==== Data for the task

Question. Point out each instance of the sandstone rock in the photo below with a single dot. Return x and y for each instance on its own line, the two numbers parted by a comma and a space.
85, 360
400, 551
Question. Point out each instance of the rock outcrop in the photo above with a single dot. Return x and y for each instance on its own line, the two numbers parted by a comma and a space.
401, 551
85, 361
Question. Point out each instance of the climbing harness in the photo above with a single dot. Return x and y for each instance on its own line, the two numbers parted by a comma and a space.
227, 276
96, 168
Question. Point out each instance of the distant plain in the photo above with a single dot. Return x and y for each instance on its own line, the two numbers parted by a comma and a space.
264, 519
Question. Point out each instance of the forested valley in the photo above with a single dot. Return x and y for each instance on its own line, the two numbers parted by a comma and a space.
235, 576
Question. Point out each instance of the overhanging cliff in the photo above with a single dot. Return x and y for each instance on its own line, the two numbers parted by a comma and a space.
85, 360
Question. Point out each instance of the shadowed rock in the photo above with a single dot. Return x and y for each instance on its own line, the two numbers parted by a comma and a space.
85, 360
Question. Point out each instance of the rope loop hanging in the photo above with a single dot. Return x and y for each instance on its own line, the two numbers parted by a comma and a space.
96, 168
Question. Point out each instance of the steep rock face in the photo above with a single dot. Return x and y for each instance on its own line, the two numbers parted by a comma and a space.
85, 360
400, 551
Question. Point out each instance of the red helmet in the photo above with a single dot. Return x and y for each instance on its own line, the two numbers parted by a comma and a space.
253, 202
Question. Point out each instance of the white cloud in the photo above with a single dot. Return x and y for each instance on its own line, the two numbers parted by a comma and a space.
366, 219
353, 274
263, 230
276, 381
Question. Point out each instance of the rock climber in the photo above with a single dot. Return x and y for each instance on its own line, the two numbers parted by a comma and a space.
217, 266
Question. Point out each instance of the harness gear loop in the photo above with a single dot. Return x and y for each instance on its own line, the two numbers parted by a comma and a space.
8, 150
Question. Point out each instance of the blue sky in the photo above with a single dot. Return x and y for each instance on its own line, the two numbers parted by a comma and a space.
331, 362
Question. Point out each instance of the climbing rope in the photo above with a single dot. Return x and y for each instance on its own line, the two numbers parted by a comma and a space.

========

▸ What you should do
With the line containing "Question. Point out each instance of the white" as the first and the last line above as the final one, copy those lines exactly and no others.

▸ Response to the task
Question. Point out each instance of the white cloud in the photo above with a single dot. Return x and y for each instance on its own line, the two numbers parted by a comma and a space.
366, 219
353, 274
263, 230
276, 381
Question. Point out each instance of the rock climber in the photo above with a single dot. Return x and y for each instance on its own line, the two numbers parted by a comma and a space.
217, 266
Question. Point out each instance of the harness gear loop in the photo above with a single dot. Return x and y for each instance on its own line, the two numbers parted by a comma and a space.
8, 150
Question. Point out each instance of the blue sky in the photo above with a single dot. Return x and y for each instance on its own line, the two numbers parted by a comma and a space.
331, 362
Question. Point out each instance of the climbing rope in the photo above with a single dot. Return x and y for each instance on its own line, the two numbers parted by a comma and a space.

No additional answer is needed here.